### Problems to work on
1. Write out the part of the sub-panel thread from "## Julius793 (Nov" to "not for a sub?".
2. In the sub-panel thread, what copper wire size does 3xdad give for a 100 amp feeder to a sub when the service equipment includes a 100 amp disco and circuit spaces?

### Passage
# #4 cu for 100a sub-panel



## 3xdad (Jan 25, 2011)

still is fine for single phase resi. 310.15(B)(7) 2011

Or are you referring to the 100% load thing?


----------



## Julius793 (Nov 29, 2011)

3xdad said:


> still is fine for single phase resi. 310.15(B)(7) 2011
> 
> Or are you referring to the 100% load thing?


Isn't that table only for the main feeder and not for a sub?


----------



## 3xdad (Jan 25, 2011)

i consider the panels that 4 wire feeders supply to be sub panels, but i get what you are say'in.

Others will correct if i'm wrong, but the way i understand it is, lets say you have a 100 amp meter main with no other circuit spaces. Then you can use #4Cu for the feeder to what i would call a sub panel because that feeder will carry 100% of the load and does not need to be larger than the SEC's.

If you have a meter combo with the 100 amp disco and circuit spaces in the service equipment and you want to take a 100 amp feeder to a sub, then yeah, #3Cu.

To answer your original question, yeah, i think that just changed with the 2011.


----------



## kbatku (Oct 18, 2011)

You can only "uprate" #4 if it's the main service. Subpanels - no bueno. It's only good for what - 85 amps? 

And yes, it "used to be OK" because the inspectors hadn't caught on yet (or something) . Now they'll call it all day long...


----------



## Cletis (Aug 20, 2010)

*ref*



3xdad said:


> i consider the panels that 4 wire feeders supply to be sub panels, but i get what you are say'in.
> 
> Others will correct if i'm wrong, but the way i understand it is, lets say you have a 100 amp meter main with no other circuit spaces. Then you can use #4Cu for the feeder to what i would call a sub panel because that feeder will carry 100% of the load and does not need to be larger than the SEC's.
> 
> ...


Code ref? Look at my feeder thread as well. It is a main feed thru. Is that in 215 somewhere??


----------



## Dennis Alwon (May 9, 2009)

kbatku said:


> You can only "uprate" #4 if it's the main service. Subpanels - no bueno. It's only good for what - 85 amps?
> 
> And yes, it "used to be OK" because the inspectors hadn't caught on yet (or something) . Now they'll call it all day long...


This is not correct. 3Xdad has it correct. If the subpanels carries the entire load of the dwelling then the panel may use T. 310.15(B)(6) otherwise you have to use T. 310.16. Ref. art. 310(15)(B)(6)- 2008------------ (B)(7) in 2011


----------



## Dennis Alwon (May 9, 2009)

I had to move the other posts to the appropriate thread. Sorry


----------



## kbatku (Oct 18, 2011)

Thanks Dennis -I didn't read closely enough. I was thinking of a subpanel coming off another panel (duh!). My bad.


----------

### Provided information
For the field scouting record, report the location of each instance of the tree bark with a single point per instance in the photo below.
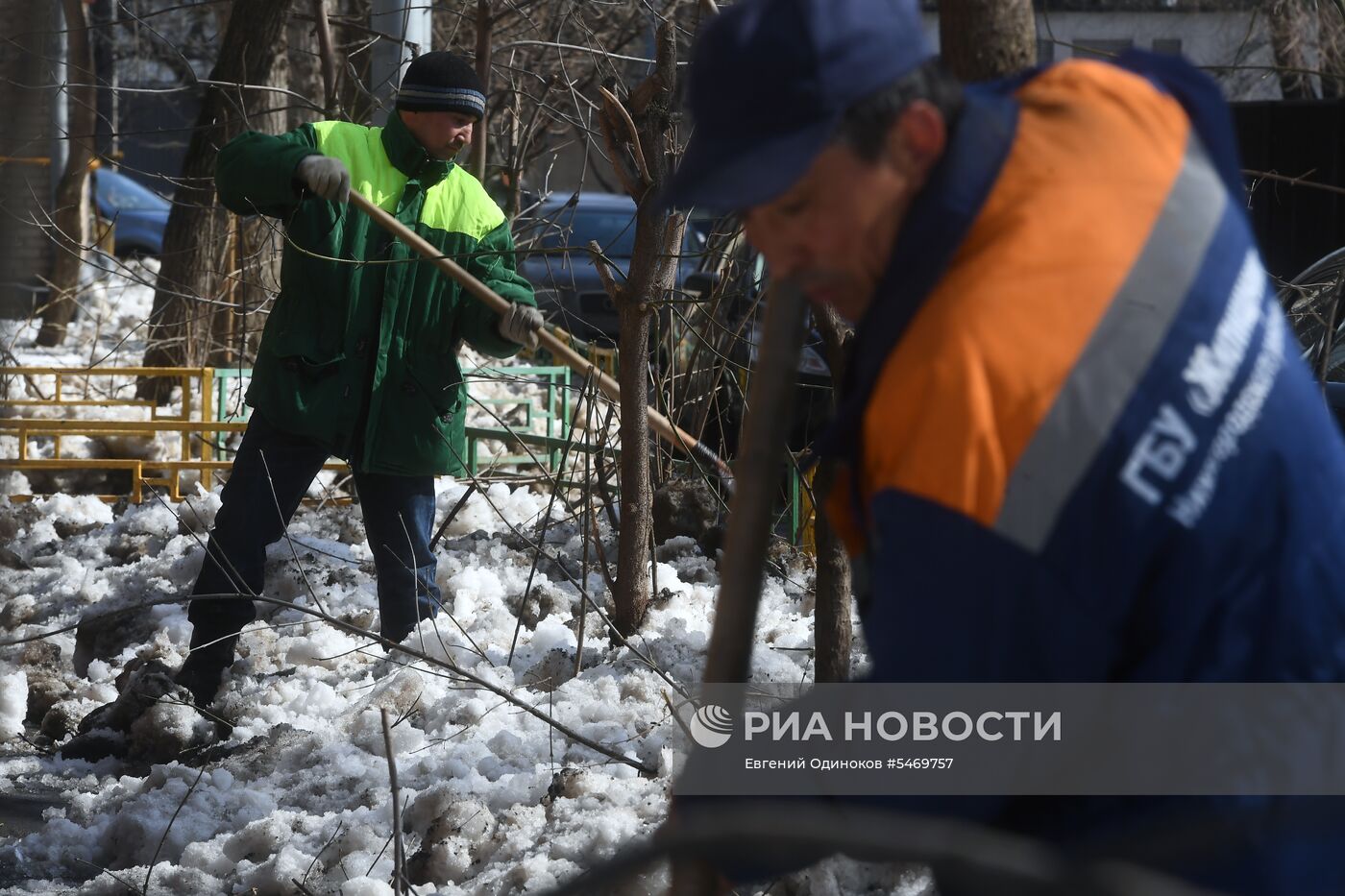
(197, 235)
(71, 214)
(649, 278)
(984, 39)
(1287, 23)
(484, 22)
(1331, 37)
(833, 626)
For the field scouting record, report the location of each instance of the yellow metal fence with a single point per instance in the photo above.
(195, 424)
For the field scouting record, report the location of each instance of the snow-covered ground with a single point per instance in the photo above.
(495, 799)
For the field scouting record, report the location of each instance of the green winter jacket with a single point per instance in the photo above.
(363, 328)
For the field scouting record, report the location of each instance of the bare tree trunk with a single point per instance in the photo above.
(833, 627)
(641, 137)
(195, 240)
(1331, 37)
(984, 39)
(477, 161)
(71, 215)
(1287, 22)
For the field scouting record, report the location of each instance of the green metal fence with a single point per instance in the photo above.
(542, 392)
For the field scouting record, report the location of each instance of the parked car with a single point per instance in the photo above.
(138, 214)
(554, 257)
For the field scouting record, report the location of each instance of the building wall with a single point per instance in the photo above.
(1208, 39)
(26, 133)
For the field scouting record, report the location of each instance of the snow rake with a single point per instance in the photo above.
(665, 428)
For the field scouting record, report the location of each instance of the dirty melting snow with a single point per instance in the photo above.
(495, 801)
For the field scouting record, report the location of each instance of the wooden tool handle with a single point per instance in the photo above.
(665, 428)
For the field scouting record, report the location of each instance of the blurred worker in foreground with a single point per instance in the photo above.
(359, 354)
(1079, 443)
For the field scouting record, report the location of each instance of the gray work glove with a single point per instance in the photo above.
(521, 325)
(326, 177)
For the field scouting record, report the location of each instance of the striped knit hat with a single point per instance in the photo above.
(441, 81)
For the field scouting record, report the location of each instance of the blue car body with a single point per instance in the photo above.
(553, 255)
(137, 213)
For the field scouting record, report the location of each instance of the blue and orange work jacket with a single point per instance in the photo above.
(1079, 442)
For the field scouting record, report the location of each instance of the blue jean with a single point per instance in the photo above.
(271, 475)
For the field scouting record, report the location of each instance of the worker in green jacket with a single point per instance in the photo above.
(359, 354)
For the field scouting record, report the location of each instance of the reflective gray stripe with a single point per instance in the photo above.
(1116, 355)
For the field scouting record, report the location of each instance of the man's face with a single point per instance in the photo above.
(833, 230)
(443, 133)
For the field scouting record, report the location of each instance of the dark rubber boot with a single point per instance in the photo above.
(205, 668)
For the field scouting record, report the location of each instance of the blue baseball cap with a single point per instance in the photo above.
(770, 83)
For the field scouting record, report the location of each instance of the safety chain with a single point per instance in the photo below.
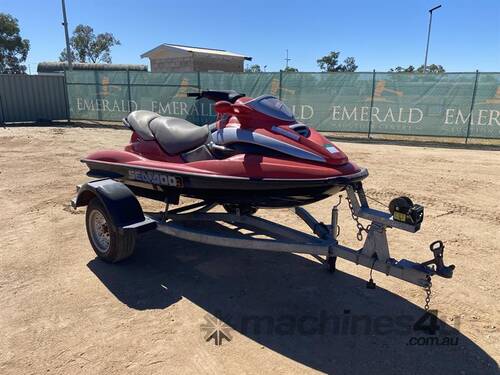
(428, 292)
(361, 227)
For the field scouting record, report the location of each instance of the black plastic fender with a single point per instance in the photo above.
(119, 201)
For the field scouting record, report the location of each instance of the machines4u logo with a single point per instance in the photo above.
(155, 178)
(216, 330)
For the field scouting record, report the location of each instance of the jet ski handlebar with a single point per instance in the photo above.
(217, 95)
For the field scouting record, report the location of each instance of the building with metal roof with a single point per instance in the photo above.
(180, 58)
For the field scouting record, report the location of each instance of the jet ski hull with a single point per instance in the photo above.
(162, 184)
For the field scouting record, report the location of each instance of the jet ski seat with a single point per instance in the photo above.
(174, 135)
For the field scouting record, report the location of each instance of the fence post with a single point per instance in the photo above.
(97, 95)
(129, 91)
(2, 114)
(66, 97)
(371, 106)
(471, 107)
(198, 75)
(281, 80)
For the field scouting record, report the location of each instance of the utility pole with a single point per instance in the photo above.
(287, 59)
(429, 36)
(65, 24)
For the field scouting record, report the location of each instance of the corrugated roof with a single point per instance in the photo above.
(211, 51)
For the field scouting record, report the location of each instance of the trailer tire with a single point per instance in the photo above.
(109, 243)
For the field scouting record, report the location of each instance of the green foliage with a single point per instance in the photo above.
(13, 49)
(330, 63)
(253, 69)
(86, 47)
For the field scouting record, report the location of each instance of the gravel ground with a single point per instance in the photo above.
(63, 311)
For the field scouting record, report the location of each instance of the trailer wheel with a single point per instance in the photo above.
(108, 243)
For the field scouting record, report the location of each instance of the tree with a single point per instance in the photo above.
(86, 47)
(330, 63)
(253, 69)
(13, 48)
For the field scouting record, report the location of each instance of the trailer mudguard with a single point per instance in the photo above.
(120, 202)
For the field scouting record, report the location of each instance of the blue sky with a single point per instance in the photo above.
(379, 34)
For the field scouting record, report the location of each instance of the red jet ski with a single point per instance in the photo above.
(255, 155)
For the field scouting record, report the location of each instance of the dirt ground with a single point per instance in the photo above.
(63, 311)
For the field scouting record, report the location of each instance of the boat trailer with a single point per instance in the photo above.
(243, 230)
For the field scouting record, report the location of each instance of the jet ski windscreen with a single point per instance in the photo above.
(271, 106)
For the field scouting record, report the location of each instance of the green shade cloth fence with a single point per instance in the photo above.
(445, 105)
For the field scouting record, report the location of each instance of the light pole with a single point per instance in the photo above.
(65, 24)
(429, 36)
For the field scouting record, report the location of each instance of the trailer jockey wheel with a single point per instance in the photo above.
(109, 244)
(404, 210)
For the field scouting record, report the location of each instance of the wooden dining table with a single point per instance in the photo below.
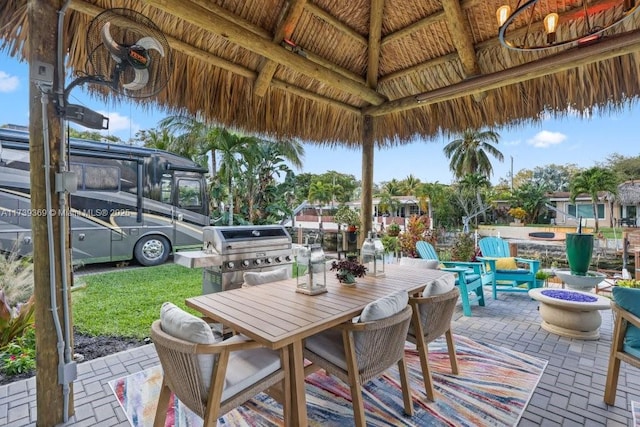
(275, 315)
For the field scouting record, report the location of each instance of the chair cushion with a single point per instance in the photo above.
(629, 300)
(441, 285)
(508, 263)
(469, 278)
(430, 264)
(247, 367)
(253, 278)
(516, 271)
(185, 326)
(384, 307)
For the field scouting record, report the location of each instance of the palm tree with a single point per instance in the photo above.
(592, 181)
(469, 154)
(194, 138)
(410, 185)
(393, 187)
(475, 183)
(266, 161)
(233, 148)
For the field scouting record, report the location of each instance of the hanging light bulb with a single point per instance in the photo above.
(502, 14)
(550, 26)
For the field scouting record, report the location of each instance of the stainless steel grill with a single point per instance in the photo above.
(240, 249)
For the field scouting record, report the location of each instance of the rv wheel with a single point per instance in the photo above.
(152, 250)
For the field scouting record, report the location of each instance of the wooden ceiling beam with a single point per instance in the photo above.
(607, 49)
(424, 22)
(216, 61)
(375, 33)
(284, 31)
(539, 26)
(461, 36)
(232, 32)
(332, 20)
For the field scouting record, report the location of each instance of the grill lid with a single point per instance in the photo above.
(239, 239)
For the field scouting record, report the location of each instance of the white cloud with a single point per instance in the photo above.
(8, 83)
(514, 142)
(546, 139)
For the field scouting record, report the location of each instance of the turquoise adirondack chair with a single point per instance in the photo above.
(469, 276)
(511, 280)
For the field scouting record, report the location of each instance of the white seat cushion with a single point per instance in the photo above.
(440, 285)
(253, 278)
(185, 326)
(247, 367)
(384, 307)
(429, 264)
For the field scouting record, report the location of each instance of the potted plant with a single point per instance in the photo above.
(347, 271)
(347, 217)
(628, 283)
(541, 277)
(393, 229)
(352, 256)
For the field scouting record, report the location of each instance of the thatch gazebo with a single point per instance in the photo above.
(628, 193)
(363, 74)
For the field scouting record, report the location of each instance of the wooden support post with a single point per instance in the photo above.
(366, 207)
(42, 40)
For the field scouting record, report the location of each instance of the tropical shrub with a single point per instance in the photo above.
(464, 248)
(417, 229)
(518, 213)
(16, 297)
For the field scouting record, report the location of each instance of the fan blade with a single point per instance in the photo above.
(150, 43)
(117, 51)
(140, 81)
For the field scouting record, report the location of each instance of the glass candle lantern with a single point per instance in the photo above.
(372, 253)
(378, 260)
(312, 275)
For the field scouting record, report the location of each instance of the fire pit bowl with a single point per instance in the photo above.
(569, 313)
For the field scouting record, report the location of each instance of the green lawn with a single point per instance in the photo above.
(125, 303)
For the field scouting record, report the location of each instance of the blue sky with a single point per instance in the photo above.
(570, 140)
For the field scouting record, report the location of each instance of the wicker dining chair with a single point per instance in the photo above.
(241, 369)
(626, 327)
(431, 319)
(358, 352)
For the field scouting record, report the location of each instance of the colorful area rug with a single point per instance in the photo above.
(493, 388)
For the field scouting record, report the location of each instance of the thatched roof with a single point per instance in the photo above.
(629, 193)
(231, 69)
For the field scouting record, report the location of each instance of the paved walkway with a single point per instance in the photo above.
(569, 393)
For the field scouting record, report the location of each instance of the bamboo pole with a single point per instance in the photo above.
(366, 207)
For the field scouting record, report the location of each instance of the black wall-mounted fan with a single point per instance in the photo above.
(129, 54)
(128, 50)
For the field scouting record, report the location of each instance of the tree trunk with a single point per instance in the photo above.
(42, 45)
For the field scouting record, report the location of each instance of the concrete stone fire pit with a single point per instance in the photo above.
(570, 313)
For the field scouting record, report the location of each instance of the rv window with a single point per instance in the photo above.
(189, 193)
(101, 178)
(97, 178)
(165, 189)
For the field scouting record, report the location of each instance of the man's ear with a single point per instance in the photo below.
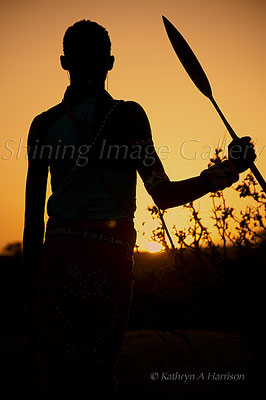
(110, 63)
(64, 63)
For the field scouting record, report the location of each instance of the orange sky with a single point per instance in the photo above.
(227, 36)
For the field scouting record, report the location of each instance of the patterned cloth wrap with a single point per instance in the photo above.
(83, 301)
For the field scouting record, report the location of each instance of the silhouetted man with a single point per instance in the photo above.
(93, 146)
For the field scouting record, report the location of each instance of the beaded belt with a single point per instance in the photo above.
(89, 235)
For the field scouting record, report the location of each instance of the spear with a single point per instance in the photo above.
(198, 76)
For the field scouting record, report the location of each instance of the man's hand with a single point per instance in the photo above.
(241, 152)
(220, 176)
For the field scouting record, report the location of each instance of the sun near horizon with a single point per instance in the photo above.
(228, 38)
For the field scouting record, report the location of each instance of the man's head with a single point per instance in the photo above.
(87, 52)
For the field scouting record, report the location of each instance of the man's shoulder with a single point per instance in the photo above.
(50, 115)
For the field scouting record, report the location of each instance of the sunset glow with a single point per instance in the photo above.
(229, 39)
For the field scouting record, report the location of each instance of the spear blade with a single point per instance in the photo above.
(188, 58)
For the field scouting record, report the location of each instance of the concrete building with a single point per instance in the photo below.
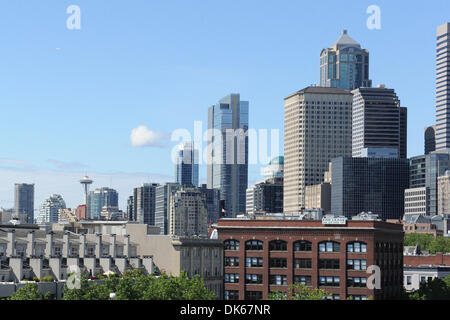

### Responses per task
1.
## Julius793 (Nov 29, 2011)

3xdad said:


> still is fine for single phase resi. 310.15(B)(7) 2011
> 
> Or are you referring to the 100% load thing?


Isn't that table only for the main feeder and not for a sub?

2. #3Cu